=== EXERCISE DATA ===

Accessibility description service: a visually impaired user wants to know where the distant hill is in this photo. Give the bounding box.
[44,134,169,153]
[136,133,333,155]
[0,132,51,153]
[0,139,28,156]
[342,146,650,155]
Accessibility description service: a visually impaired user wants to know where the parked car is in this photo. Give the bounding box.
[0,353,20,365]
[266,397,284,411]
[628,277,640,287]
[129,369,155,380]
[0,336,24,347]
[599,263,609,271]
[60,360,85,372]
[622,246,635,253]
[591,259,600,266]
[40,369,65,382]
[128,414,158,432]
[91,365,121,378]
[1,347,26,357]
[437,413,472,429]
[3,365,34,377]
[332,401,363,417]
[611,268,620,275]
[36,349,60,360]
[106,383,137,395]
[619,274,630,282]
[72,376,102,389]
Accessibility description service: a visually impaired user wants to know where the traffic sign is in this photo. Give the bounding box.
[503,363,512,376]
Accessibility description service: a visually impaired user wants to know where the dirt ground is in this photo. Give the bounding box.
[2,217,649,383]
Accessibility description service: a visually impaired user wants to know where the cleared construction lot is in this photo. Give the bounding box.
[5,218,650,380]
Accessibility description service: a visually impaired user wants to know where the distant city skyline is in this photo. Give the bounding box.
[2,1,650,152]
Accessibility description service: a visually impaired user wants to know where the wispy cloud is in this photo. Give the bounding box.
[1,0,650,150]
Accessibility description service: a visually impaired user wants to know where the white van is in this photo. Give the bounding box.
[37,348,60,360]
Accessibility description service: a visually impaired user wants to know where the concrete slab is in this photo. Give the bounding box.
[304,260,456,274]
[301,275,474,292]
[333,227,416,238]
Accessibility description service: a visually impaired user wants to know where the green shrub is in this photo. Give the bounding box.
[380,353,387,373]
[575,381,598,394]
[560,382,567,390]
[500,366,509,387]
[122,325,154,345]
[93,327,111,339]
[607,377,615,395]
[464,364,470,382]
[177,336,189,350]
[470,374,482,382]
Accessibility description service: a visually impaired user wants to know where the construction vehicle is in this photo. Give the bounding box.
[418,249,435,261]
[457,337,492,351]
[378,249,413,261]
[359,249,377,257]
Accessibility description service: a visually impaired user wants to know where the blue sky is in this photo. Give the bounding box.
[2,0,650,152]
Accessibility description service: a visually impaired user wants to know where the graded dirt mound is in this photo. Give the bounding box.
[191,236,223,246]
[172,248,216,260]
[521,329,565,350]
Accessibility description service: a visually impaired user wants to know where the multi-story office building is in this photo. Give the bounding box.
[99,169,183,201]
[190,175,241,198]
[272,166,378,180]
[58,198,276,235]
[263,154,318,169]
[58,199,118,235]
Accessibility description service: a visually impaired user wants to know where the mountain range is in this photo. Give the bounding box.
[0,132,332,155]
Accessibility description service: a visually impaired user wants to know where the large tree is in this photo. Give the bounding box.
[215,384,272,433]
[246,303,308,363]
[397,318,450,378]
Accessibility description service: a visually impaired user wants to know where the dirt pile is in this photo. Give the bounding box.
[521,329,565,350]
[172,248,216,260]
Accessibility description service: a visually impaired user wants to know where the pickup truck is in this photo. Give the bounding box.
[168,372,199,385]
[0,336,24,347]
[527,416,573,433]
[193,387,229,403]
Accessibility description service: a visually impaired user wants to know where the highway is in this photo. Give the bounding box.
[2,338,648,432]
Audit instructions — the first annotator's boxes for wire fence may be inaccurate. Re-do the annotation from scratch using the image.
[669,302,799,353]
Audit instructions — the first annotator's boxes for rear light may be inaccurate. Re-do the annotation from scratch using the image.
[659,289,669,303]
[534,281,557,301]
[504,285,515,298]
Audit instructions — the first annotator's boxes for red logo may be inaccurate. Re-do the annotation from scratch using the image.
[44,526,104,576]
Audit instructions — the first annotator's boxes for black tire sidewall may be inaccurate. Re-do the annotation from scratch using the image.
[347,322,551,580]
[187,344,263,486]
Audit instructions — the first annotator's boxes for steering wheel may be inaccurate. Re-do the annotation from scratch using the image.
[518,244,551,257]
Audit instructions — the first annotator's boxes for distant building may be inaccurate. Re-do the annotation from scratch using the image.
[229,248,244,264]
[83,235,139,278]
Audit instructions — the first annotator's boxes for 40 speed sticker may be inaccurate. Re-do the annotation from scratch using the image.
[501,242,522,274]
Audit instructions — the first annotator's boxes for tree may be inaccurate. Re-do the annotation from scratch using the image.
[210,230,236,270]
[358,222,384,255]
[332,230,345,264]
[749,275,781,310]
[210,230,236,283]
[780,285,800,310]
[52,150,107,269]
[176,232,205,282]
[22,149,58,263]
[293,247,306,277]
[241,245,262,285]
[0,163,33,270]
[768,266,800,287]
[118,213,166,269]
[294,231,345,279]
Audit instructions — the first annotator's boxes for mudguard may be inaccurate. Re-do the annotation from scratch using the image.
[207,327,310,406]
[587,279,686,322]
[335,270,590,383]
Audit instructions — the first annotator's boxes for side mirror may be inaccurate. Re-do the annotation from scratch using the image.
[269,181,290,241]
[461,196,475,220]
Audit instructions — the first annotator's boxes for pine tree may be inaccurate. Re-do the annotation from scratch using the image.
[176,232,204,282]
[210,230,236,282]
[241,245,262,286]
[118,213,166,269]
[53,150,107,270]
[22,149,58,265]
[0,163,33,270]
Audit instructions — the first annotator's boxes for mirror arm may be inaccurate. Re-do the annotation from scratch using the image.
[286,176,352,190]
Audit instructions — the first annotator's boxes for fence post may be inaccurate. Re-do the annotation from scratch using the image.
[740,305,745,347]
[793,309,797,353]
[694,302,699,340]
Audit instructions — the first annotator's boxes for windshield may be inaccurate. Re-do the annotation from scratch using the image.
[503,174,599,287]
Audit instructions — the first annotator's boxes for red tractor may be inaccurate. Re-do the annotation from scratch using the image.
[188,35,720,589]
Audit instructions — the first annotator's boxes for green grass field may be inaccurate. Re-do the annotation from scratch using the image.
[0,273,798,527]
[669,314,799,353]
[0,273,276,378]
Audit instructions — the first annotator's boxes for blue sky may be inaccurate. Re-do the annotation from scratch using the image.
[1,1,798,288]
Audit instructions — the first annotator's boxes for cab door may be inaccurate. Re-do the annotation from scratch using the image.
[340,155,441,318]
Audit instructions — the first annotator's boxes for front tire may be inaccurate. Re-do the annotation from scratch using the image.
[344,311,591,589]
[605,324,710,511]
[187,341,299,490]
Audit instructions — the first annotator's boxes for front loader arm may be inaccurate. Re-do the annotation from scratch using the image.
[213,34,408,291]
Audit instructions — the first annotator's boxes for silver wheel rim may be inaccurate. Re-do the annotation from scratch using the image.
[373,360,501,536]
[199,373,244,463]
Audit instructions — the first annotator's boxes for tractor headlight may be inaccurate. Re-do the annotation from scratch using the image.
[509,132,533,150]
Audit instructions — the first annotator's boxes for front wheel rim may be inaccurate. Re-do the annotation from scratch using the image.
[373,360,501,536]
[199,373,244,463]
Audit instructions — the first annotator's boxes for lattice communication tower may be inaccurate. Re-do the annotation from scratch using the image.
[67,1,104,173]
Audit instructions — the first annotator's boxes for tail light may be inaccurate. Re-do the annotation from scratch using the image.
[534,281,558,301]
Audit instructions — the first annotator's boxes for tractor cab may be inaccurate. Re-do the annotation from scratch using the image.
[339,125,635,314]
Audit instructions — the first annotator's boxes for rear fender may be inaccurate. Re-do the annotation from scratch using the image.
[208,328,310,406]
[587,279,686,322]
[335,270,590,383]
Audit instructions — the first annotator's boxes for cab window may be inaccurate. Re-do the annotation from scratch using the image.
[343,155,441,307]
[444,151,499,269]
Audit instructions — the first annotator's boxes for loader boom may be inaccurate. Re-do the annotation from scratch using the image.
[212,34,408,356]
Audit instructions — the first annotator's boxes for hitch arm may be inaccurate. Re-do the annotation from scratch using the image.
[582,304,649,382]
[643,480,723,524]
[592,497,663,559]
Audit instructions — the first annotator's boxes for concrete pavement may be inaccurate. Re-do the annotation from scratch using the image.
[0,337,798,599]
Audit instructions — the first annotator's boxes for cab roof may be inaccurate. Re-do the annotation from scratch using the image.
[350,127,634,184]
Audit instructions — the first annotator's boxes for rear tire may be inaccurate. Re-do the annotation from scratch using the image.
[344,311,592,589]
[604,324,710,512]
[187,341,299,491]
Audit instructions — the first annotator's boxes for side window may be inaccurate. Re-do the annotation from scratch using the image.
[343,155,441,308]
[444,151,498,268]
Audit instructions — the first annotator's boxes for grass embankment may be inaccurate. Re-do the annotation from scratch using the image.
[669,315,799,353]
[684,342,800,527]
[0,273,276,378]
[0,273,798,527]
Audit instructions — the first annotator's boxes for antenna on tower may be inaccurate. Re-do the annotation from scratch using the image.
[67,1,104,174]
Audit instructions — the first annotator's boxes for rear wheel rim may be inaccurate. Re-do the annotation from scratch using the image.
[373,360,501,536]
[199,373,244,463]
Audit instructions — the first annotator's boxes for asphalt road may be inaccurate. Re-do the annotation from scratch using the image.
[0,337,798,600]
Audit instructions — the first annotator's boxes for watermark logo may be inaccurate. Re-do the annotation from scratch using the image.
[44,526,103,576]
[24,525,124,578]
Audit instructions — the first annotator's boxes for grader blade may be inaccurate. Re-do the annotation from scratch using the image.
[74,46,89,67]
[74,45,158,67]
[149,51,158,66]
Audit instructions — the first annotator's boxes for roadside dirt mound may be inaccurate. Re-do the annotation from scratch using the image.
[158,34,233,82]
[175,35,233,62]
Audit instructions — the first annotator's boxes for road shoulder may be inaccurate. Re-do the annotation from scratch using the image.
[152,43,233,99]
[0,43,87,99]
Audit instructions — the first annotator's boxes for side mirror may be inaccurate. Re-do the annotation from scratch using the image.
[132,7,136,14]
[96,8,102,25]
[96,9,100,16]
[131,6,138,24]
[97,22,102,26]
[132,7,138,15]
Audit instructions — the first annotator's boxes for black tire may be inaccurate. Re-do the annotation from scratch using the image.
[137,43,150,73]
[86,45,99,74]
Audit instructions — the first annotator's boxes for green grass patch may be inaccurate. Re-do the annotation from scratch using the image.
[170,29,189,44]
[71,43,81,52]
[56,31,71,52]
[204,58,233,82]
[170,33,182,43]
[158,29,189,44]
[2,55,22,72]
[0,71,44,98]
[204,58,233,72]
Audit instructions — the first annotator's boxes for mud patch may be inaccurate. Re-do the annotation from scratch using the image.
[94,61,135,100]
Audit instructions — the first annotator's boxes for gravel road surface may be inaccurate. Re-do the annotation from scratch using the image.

===

**WHAT IS NEEDED**
The reply must consist solely of the lines from the one containing "Audit instructions — the first annotator's boxes for mud patch" through the last line of the data, reproduced exactly.

**EXERCISE RESPONSE**
Audit instructions — the first annotator's boxes for mud patch may be inaccurate. Re-do the annotation from scratch using the image.
[94,61,135,100]
Audit instructions — the first annotator's boxes for gravel road surface may be inaccurate. Re-do the annotation from scratch using the image.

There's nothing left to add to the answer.